Goal >>
Please rewrite the material from the line with "Pick out the blurred crowd" through the end of the material, replacing "placing a single pin" with "setting one pin" and keeping everything else the same.

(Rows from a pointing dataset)
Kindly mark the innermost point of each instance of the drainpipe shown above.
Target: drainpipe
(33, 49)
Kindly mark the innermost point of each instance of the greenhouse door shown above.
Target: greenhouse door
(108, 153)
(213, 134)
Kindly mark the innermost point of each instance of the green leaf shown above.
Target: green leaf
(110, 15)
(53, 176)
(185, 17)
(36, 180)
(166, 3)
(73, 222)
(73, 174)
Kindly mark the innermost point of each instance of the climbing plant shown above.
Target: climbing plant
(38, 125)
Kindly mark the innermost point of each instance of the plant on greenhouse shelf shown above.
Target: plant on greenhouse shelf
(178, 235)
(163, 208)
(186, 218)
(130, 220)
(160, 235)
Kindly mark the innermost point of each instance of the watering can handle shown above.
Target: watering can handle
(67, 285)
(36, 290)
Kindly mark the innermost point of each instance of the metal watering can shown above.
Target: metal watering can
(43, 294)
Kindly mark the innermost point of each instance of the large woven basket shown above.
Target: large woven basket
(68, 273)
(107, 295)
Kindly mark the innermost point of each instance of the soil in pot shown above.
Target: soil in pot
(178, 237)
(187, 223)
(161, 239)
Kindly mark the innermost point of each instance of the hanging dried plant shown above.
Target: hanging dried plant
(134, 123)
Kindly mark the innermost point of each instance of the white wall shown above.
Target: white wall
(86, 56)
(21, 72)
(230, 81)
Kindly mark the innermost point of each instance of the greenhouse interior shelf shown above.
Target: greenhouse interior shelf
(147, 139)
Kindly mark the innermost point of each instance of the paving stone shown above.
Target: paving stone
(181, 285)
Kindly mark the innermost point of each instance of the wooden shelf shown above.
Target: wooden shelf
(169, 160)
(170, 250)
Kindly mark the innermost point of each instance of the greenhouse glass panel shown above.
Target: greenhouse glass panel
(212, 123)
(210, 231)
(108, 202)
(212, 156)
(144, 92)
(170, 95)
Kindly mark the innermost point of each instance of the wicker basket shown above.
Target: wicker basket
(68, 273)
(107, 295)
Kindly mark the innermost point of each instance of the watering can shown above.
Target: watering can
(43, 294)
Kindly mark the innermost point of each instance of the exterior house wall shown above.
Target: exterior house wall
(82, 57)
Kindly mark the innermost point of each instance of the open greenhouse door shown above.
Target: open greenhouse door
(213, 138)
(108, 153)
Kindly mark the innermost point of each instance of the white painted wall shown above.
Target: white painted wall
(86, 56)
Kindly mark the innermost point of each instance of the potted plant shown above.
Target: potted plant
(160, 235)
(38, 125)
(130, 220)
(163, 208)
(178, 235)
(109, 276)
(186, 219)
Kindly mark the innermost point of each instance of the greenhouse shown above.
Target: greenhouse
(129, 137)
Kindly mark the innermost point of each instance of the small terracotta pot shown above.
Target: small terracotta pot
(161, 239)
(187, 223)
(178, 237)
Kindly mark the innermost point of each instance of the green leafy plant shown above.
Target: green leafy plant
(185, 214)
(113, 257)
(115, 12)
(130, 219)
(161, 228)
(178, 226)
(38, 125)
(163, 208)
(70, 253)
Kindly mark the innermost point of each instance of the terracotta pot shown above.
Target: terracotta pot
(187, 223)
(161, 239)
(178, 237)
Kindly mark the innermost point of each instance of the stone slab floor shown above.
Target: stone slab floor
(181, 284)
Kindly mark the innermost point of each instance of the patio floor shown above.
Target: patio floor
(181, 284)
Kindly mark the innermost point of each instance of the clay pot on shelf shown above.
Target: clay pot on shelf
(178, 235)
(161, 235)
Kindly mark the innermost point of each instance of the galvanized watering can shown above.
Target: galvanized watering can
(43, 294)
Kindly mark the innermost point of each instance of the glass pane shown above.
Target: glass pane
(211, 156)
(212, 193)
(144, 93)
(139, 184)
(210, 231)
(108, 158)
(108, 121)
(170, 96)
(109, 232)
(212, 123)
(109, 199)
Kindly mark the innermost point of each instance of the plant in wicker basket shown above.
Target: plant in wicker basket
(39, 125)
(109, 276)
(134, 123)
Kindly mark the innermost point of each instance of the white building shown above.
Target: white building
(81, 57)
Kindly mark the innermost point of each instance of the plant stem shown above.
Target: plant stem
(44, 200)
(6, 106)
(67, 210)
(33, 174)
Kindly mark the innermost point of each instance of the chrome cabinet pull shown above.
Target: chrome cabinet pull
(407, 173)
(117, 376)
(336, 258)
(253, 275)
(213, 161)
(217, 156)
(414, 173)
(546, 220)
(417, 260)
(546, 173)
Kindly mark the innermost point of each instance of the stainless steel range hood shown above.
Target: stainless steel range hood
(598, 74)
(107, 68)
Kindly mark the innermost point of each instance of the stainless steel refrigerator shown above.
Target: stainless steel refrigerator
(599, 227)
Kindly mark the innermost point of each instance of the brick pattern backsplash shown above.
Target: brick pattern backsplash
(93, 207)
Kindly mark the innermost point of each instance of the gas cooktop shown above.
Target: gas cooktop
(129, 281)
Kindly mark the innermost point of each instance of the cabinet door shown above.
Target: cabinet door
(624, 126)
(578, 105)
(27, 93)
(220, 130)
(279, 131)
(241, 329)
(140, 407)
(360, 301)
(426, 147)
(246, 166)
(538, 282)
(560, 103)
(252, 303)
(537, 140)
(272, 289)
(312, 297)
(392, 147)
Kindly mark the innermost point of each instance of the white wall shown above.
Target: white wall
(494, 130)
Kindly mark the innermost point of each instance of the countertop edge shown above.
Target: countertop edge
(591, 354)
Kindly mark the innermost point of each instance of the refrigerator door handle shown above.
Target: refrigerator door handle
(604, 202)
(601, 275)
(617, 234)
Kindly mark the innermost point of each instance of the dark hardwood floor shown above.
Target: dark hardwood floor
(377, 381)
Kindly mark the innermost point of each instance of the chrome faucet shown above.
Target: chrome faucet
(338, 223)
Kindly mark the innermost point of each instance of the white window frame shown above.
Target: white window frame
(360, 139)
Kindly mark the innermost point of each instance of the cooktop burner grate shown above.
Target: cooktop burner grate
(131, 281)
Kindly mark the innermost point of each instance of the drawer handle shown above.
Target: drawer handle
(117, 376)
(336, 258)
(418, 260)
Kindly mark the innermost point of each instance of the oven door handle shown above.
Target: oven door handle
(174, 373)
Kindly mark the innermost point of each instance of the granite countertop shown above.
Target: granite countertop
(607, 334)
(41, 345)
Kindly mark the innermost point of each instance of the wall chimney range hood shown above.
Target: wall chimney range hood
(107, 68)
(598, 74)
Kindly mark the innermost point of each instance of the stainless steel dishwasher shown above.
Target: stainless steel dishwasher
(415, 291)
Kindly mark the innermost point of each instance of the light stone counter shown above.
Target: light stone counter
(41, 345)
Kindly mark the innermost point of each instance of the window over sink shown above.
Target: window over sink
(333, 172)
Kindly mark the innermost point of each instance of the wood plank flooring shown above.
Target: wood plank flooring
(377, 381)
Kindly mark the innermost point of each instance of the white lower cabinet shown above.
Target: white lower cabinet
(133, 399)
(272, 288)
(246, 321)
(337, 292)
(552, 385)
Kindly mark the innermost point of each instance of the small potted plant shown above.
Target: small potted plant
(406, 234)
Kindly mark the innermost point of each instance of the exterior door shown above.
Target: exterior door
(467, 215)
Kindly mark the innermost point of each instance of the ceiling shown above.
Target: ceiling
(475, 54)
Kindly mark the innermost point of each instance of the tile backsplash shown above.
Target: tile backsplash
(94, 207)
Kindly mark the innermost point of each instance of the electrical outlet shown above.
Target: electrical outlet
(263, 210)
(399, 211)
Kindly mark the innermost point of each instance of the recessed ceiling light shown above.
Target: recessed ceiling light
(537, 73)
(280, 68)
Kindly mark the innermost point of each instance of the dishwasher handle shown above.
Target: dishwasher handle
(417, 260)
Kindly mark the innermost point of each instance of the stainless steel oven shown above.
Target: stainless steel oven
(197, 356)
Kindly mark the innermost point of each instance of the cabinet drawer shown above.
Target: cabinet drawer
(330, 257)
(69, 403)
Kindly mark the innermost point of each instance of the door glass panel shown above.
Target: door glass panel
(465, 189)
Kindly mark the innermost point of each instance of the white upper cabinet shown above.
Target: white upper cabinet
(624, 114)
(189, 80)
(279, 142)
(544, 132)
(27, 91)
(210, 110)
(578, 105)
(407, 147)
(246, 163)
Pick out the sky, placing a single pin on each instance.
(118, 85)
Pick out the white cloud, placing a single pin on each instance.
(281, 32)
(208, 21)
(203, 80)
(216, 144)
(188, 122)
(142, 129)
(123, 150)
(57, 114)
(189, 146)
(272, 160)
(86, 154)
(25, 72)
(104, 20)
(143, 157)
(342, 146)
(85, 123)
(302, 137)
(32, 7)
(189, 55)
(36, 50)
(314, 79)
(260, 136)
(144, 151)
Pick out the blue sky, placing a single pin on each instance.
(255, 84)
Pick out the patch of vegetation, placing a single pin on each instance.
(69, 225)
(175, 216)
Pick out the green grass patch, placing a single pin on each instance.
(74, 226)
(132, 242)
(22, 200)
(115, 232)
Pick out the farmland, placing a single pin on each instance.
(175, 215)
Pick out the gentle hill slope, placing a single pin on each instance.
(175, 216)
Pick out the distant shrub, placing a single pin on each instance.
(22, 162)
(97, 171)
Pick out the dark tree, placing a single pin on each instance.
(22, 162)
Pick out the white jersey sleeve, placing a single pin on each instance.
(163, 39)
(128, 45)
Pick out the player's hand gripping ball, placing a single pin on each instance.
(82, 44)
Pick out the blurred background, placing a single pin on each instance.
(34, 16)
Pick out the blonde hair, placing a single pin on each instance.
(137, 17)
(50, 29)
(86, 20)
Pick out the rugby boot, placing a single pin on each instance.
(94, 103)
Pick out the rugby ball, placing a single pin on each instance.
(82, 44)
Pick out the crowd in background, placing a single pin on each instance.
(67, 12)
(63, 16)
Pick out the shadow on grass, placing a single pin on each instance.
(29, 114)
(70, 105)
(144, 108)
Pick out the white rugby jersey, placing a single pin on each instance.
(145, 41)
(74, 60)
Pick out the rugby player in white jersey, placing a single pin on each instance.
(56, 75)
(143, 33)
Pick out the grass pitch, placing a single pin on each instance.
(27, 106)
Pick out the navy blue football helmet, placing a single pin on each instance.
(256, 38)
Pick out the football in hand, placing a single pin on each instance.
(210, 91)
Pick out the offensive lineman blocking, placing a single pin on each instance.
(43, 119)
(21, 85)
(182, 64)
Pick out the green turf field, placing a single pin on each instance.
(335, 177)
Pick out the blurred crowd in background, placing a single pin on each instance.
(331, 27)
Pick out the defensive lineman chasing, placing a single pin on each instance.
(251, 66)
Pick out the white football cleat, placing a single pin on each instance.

The result >>
Pick out the blurred crowd in background, setting one pin on each instance.
(331, 27)
Pick out the defensive lineman chasing, setting one pin on each instance.
(251, 66)
Pick out the white football cleat, setting one pin on each instance.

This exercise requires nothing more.